[begin EXTRACTED MATERIAL]

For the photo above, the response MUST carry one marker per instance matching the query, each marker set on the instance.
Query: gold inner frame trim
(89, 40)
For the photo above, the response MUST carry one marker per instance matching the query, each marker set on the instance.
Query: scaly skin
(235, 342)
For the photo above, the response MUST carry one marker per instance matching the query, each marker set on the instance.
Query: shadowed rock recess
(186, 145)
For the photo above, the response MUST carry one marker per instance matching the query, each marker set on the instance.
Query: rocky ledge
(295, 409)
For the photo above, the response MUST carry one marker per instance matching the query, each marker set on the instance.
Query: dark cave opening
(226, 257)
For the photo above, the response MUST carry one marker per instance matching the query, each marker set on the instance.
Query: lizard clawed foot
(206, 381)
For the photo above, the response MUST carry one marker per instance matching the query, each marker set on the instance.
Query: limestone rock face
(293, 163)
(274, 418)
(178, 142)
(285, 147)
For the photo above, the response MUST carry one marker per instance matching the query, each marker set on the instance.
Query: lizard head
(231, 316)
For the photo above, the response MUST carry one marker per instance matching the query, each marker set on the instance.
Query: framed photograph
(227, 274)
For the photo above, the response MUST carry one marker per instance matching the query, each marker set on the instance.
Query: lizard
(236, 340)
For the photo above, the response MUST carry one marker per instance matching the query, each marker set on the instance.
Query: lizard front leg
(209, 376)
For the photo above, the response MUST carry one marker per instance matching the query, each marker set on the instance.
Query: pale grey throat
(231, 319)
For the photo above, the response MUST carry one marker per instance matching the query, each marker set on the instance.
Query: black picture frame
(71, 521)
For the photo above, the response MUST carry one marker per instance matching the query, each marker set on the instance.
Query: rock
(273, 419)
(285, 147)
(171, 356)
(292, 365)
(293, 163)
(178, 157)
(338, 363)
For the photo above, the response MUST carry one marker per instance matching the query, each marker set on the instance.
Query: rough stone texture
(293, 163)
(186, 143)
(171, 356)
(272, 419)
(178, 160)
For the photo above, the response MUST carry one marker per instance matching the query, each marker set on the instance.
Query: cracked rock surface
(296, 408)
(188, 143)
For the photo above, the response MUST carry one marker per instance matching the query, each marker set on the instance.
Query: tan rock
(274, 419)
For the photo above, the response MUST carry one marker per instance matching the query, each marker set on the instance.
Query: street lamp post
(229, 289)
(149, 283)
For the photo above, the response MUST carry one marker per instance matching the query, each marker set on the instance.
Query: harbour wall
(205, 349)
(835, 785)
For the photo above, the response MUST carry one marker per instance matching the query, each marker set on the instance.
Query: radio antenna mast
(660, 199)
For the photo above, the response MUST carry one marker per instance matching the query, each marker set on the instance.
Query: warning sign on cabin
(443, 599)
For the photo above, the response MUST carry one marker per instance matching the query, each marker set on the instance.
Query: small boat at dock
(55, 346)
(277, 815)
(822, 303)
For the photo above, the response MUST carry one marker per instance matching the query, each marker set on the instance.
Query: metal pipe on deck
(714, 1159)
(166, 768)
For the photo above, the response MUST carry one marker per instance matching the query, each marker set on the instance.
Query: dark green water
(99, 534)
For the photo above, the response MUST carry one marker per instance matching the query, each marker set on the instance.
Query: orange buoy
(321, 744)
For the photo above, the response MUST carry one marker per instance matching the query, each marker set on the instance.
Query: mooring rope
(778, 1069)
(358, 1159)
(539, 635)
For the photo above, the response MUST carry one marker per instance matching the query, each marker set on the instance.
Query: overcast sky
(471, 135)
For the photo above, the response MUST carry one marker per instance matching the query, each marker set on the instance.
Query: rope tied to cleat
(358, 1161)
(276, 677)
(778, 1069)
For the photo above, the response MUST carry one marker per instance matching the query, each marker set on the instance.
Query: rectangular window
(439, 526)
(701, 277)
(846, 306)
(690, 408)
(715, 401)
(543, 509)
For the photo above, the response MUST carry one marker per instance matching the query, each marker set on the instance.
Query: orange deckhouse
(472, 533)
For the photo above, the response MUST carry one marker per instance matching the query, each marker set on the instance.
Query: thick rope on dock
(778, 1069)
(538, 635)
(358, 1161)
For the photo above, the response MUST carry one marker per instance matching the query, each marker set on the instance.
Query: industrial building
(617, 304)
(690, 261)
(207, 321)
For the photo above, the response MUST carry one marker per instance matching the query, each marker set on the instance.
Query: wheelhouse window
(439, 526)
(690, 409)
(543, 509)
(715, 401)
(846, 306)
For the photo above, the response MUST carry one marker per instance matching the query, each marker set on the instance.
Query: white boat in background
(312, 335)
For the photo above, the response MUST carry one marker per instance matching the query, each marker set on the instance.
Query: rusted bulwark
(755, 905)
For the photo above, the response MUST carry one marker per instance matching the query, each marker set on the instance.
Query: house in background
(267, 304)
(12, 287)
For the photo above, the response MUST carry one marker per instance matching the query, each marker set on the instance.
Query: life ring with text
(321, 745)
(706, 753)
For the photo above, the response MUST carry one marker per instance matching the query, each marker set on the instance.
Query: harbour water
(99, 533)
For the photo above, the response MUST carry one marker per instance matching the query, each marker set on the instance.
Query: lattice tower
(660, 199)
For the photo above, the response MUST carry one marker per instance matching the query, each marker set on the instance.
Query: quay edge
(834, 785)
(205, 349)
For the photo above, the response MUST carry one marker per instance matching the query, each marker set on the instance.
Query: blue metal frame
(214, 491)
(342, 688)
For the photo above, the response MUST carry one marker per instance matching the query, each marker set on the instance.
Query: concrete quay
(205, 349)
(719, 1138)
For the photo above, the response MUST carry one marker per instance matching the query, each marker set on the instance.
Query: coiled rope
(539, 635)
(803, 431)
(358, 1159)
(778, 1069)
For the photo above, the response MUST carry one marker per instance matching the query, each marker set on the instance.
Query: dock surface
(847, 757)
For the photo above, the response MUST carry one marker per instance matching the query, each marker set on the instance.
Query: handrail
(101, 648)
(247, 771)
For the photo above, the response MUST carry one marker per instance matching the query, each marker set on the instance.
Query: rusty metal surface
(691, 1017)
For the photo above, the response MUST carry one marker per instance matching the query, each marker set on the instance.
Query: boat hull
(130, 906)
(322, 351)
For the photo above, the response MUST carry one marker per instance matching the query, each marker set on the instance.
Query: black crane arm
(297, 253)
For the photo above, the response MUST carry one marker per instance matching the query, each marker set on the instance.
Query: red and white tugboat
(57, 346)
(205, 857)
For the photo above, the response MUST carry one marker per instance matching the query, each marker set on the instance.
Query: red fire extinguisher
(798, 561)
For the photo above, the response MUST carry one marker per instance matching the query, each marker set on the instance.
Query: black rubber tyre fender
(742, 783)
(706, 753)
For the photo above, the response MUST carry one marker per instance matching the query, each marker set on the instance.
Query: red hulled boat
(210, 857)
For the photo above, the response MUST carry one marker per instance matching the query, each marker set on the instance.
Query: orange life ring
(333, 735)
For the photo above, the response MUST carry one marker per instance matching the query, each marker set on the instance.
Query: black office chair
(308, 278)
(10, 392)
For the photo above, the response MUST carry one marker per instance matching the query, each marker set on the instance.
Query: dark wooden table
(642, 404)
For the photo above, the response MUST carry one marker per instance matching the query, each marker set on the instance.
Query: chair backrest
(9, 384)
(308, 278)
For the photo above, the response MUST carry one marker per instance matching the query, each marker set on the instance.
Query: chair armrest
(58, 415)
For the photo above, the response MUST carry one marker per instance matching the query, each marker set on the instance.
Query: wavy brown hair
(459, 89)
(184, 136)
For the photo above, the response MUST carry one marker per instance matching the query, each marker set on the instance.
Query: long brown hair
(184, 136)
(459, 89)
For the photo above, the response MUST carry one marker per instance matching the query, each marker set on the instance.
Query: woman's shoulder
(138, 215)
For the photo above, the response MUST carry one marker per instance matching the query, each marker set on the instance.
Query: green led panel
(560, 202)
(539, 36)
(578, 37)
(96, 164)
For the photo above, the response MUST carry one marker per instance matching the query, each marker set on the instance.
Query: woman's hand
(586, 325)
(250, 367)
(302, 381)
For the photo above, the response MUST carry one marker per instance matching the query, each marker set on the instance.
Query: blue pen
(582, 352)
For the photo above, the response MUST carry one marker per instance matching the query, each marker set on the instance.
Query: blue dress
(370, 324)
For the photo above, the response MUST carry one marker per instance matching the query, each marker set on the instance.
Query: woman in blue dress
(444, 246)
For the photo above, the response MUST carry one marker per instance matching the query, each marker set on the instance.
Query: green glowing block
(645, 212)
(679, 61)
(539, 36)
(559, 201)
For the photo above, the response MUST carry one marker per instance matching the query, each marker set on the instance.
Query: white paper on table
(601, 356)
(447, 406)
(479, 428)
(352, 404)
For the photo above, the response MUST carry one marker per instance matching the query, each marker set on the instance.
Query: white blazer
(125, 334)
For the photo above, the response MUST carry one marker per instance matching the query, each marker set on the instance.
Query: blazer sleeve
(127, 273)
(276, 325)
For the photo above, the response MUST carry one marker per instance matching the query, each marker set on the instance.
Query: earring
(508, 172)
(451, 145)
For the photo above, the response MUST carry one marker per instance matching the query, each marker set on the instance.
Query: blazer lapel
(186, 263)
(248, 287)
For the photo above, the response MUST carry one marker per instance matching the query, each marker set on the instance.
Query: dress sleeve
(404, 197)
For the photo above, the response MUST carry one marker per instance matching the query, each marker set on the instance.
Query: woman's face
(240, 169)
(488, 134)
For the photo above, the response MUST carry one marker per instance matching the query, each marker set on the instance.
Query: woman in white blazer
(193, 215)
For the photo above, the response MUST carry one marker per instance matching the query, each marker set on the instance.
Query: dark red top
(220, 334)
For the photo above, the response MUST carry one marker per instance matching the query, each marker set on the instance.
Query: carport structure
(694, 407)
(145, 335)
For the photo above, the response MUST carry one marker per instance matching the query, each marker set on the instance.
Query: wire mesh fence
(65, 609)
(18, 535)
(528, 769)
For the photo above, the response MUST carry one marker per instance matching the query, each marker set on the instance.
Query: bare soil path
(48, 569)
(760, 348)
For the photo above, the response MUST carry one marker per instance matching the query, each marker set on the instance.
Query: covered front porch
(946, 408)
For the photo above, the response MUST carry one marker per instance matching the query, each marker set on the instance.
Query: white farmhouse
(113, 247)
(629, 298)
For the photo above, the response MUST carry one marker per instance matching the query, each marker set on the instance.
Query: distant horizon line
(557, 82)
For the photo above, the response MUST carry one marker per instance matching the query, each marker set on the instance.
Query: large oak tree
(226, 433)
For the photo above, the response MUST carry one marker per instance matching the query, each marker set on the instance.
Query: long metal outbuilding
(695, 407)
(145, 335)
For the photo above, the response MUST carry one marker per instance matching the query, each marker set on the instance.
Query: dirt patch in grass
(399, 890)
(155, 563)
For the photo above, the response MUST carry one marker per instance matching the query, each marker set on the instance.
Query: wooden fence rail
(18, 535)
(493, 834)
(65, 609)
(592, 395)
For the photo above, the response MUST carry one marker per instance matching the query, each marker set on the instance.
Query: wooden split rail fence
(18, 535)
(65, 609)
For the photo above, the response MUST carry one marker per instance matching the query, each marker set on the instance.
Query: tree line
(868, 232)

[end EXTRACTED MATERIAL]

WHAT YOU SHOULD DO: Please pull out every line of the data above that contains the word "orange" and list those lines.

TASK ANSWER:
Query: orange buoy
Query: orange deckhouse
Query: orange life ring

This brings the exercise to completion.